▶ _THE PROBLEM_: Transcribe every entry word for word, leaving out all images.

▶ _EXTRACTED MATERIAL_:

==============================

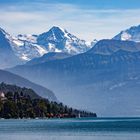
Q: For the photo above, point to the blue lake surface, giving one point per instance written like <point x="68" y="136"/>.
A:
<point x="71" y="129"/>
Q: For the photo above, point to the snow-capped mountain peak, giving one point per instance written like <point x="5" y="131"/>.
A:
<point x="131" y="34"/>
<point x="27" y="46"/>
<point x="60" y="40"/>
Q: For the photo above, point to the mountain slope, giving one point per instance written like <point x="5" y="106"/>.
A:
<point x="104" y="77"/>
<point x="48" y="57"/>
<point x="10" y="78"/>
<point x="60" y="40"/>
<point x="23" y="48"/>
<point x="131" y="34"/>
<point x="7" y="56"/>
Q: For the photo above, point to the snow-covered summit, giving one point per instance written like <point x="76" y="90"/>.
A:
<point x="131" y="34"/>
<point x="60" y="40"/>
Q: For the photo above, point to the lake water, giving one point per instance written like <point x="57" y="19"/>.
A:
<point x="71" y="129"/>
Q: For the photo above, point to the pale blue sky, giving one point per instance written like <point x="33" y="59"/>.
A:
<point x="87" y="19"/>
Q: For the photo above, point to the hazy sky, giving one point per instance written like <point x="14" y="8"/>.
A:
<point x="87" y="19"/>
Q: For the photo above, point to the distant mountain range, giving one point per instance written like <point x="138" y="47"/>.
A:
<point x="23" y="48"/>
<point x="105" y="77"/>
<point x="131" y="34"/>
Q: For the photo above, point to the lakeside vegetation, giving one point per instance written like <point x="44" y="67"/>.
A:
<point x="16" y="102"/>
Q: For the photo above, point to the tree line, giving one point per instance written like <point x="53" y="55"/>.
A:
<point x="19" y="105"/>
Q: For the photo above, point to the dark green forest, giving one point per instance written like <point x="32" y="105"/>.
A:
<point x="25" y="103"/>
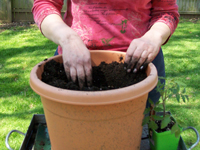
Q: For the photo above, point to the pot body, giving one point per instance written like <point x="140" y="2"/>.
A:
<point x="106" y="120"/>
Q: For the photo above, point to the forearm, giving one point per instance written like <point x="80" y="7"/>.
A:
<point x="56" y="30"/>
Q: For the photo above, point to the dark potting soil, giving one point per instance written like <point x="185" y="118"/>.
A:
<point x="105" y="76"/>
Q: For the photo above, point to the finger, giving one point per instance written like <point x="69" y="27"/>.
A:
<point x="88" y="74"/>
<point x="128" y="57"/>
<point x="81" y="76"/>
<point x="73" y="74"/>
<point x="67" y="71"/>
<point x="141" y="60"/>
<point x="135" y="58"/>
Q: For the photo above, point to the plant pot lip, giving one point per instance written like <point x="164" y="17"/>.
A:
<point x="93" y="97"/>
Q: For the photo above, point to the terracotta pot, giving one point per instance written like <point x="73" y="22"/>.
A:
<point x="108" y="120"/>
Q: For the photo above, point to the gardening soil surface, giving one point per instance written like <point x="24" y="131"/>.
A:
<point x="105" y="76"/>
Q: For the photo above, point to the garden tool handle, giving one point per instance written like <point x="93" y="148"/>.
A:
<point x="197" y="134"/>
<point x="8" y="135"/>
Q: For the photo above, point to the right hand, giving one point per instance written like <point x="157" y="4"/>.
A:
<point x="77" y="61"/>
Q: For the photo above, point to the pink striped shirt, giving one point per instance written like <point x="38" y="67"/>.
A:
<point x="110" y="24"/>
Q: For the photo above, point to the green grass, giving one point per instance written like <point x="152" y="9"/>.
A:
<point x="22" y="47"/>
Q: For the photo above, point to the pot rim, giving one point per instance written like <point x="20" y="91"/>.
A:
<point x="93" y="97"/>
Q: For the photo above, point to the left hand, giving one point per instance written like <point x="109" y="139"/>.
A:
<point x="141" y="52"/>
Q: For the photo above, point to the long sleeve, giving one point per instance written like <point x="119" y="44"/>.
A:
<point x="166" y="12"/>
<point x="43" y="8"/>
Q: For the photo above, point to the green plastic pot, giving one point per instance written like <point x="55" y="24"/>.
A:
<point x="167" y="141"/>
<point x="163" y="141"/>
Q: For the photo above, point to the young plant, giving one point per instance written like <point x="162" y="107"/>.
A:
<point x="172" y="89"/>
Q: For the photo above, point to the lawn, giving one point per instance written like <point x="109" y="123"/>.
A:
<point x="22" y="47"/>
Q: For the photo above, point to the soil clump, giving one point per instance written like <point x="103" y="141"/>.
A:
<point x="105" y="76"/>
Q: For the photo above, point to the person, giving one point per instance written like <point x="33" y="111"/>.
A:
<point x="137" y="27"/>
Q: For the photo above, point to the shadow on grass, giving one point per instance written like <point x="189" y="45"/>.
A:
<point x="23" y="114"/>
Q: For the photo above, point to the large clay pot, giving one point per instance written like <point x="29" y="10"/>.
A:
<point x="100" y="120"/>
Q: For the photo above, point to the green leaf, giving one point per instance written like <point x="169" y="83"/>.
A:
<point x="156" y="117"/>
<point x="177" y="133"/>
<point x="157" y="109"/>
<point x="178" y="97"/>
<point x="166" y="120"/>
<point x="183" y="91"/>
<point x="150" y="101"/>
<point x="187" y="97"/>
<point x="175" y="128"/>
<point x="146" y="111"/>
<point x="146" y="120"/>
<point x="183" y="98"/>
<point x="153" y="125"/>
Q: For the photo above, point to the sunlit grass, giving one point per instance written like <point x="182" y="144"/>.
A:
<point x="21" y="48"/>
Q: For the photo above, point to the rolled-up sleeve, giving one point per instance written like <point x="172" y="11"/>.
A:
<point x="43" y="8"/>
<point x="165" y="11"/>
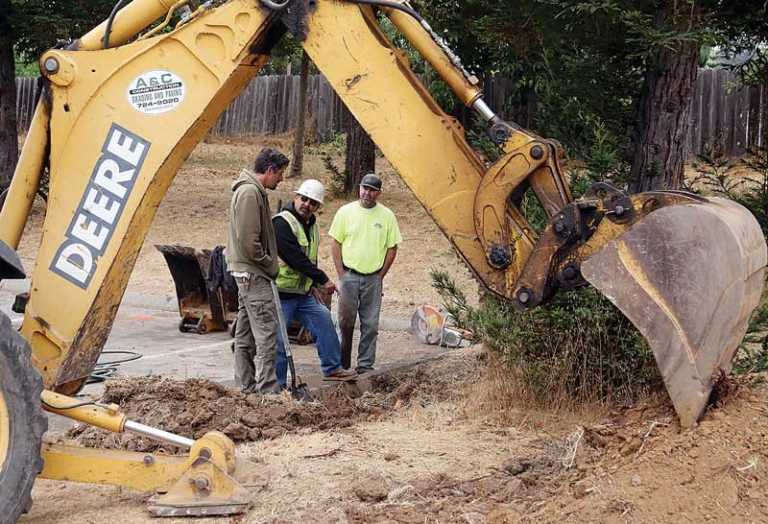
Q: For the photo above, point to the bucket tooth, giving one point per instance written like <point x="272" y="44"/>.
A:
<point x="688" y="277"/>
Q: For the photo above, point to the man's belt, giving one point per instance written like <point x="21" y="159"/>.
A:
<point x="356" y="272"/>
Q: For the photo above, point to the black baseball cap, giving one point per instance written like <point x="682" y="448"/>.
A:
<point x="371" y="181"/>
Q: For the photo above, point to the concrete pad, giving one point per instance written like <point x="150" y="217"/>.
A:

==============================

▶ _ANSWER_:
Q: For the photo above, point to the blue lake surface, giving one point per instance written like <point x="68" y="136"/>.
A:
<point x="71" y="129"/>
Q: For the photo above, point to the snow-capped mountain peak, giving one point per instance written like <point x="5" y="131"/>.
A:
<point x="131" y="34"/>
<point x="27" y="46"/>
<point x="60" y="40"/>
Q: For the photo above, point to the mountain slope, giving one point per instance written like <point x="5" y="106"/>.
A:
<point x="104" y="77"/>
<point x="48" y="57"/>
<point x="10" y="78"/>
<point x="60" y="40"/>
<point x="23" y="48"/>
<point x="131" y="34"/>
<point x="7" y="56"/>
Q: For the photo above, point to the snow-covered summit, giving one point per instance written like <point x="76" y="90"/>.
A:
<point x="131" y="34"/>
<point x="60" y="40"/>
Q: For the photo above, point to the lake water, giving one point per instance written like <point x="57" y="19"/>.
A:
<point x="71" y="129"/>
Q: For the photo above, point to the pale blue sky, giving one point per instance written like <point x="33" y="59"/>.
A:
<point x="87" y="19"/>
Q: For the photo above, point to the hazy sky, giving one point per instance written like <point x="14" y="8"/>.
A:
<point x="87" y="19"/>
Q: For the photo above, point to the distant mountain range, giving one point per instance written like <point x="138" y="47"/>.
A:
<point x="23" y="48"/>
<point x="105" y="77"/>
<point x="131" y="34"/>
Q: For the photo above, point to the lakeside vegetation, giving one point per instance written like <point x="44" y="67"/>.
A:
<point x="16" y="102"/>
Q: For the photo above, point to the tree line, giving one point per instance written like <point x="53" y="55"/>.
A:
<point x="19" y="105"/>
Q: For the photo above, point to the dark green forest, giving one point per instance written like <point x="32" y="105"/>.
A:
<point x="25" y="103"/>
Q: For the photo above, point to the pot body, giving one point per instance written like <point x="140" y="2"/>.
A:
<point x="106" y="120"/>
Q: For the photo above, point to the forearm, giving one point per instance written like <point x="80" y="7"/>.
A:
<point x="56" y="30"/>
Q: For the photo above, point to the dark potting soil, giving one point per instance written like <point x="185" y="118"/>.
A:
<point x="105" y="76"/>
Q: For the photo above, point to the finger, giving one point per instance written like <point x="69" y="27"/>.
A:
<point x="88" y="74"/>
<point x="128" y="57"/>
<point x="81" y="76"/>
<point x="73" y="74"/>
<point x="67" y="71"/>
<point x="141" y="60"/>
<point x="135" y="58"/>
Q: For the photo above, point to the plant pot lip, giving one point per instance written like <point x="164" y="17"/>.
A:
<point x="93" y="97"/>
Q: For the photo above, point to the terracotta pot, giving one point per instance written like <point x="73" y="22"/>.
A:
<point x="108" y="120"/>
Q: For the photo above, point to the gardening soil surface, giving one point per instance written like <point x="24" y="131"/>.
A:
<point x="105" y="76"/>
Q: For the photo above, point to the garden tool handle, giving one point per instance written like <point x="93" y="148"/>.
A:
<point x="197" y="134"/>
<point x="8" y="135"/>
Q: For the photo above, point to the right hand, giving one point per instance written like <point x="157" y="4"/>.
A:
<point x="77" y="61"/>
Q: For the photo above, point to the pink striped shirt, giving one point per instance written like <point x="38" y="67"/>.
A:
<point x="110" y="24"/>
Q: For the photo above, point to the green grass, giving one point per instance written like <point x="152" y="9"/>.
A:
<point x="22" y="47"/>
Q: For the photo above, point to the pot rim, giving one point per instance written like <point x="20" y="91"/>.
A:
<point x="93" y="97"/>
Q: For the photo above, point to the left hand, giving one point per instance written like <point x="109" y="139"/>.
A:
<point x="141" y="52"/>
Q: For the photo above, point to the long sleeve, giving one point per instance written like <point x="119" y="44"/>.
A:
<point x="166" y="12"/>
<point x="43" y="8"/>
Q: For the photo above, point to the green plastic pot, giving one point per instance written like <point x="55" y="24"/>.
A:
<point x="167" y="141"/>
<point x="163" y="141"/>
Q: For the photo above, point to the young plant, giving one point per instance written like <point x="162" y="107"/>.
A:
<point x="172" y="89"/>
Q: For the photo above, point to the lawn, giving one point per instance written like <point x="109" y="123"/>.
A:
<point x="22" y="47"/>
Q: For the photo above, point to the soil clump, giving one point per instance written like <point x="103" y="141"/>.
A:
<point x="105" y="76"/>
Q: For the photo above, point to the person, giving one point per instance written like <point x="33" y="111"/>.
A:
<point x="137" y="27"/>
Q: For the photo above, point to the shadow on grass, giving one point per instance written like <point x="189" y="45"/>.
A:
<point x="23" y="114"/>
Q: For the photo above, point to the large clay pot, giving one point per instance written like <point x="29" y="10"/>.
A:
<point x="100" y="120"/>
Q: For the photo above, point to the green leaf, giving one point per instance written like <point x="169" y="83"/>.
A:
<point x="156" y="117"/>
<point x="177" y="133"/>
<point x="157" y="109"/>
<point x="178" y="97"/>
<point x="166" y="120"/>
<point x="183" y="91"/>
<point x="150" y="101"/>
<point x="187" y="97"/>
<point x="175" y="128"/>
<point x="146" y="111"/>
<point x="146" y="120"/>
<point x="183" y="98"/>
<point x="153" y="125"/>
Q: For the photo above, point to the sunlit grass, giving one point per instance written like <point x="182" y="144"/>.
A:
<point x="21" y="48"/>
Q: For the photo above, point to the rolled-up sleeve, giving one point per instance written like <point x="172" y="11"/>.
A:
<point x="43" y="8"/>
<point x="165" y="11"/>
Q: For the photo above, point to the bucket tooth, giving one point per instance written like <point x="272" y="44"/>.
A:
<point x="688" y="277"/>
Q: For the photo above, point to the man's belt, giving one point per instance written like <point x="21" y="159"/>.
A:
<point x="356" y="272"/>
Q: For the photo above, point to the black baseball cap, giving one point per instance written like <point x="682" y="448"/>.
A:
<point x="371" y="181"/>
Q: For the photo above, point to the concrete pad, giving one point per instance written like <point x="150" y="217"/>.
A:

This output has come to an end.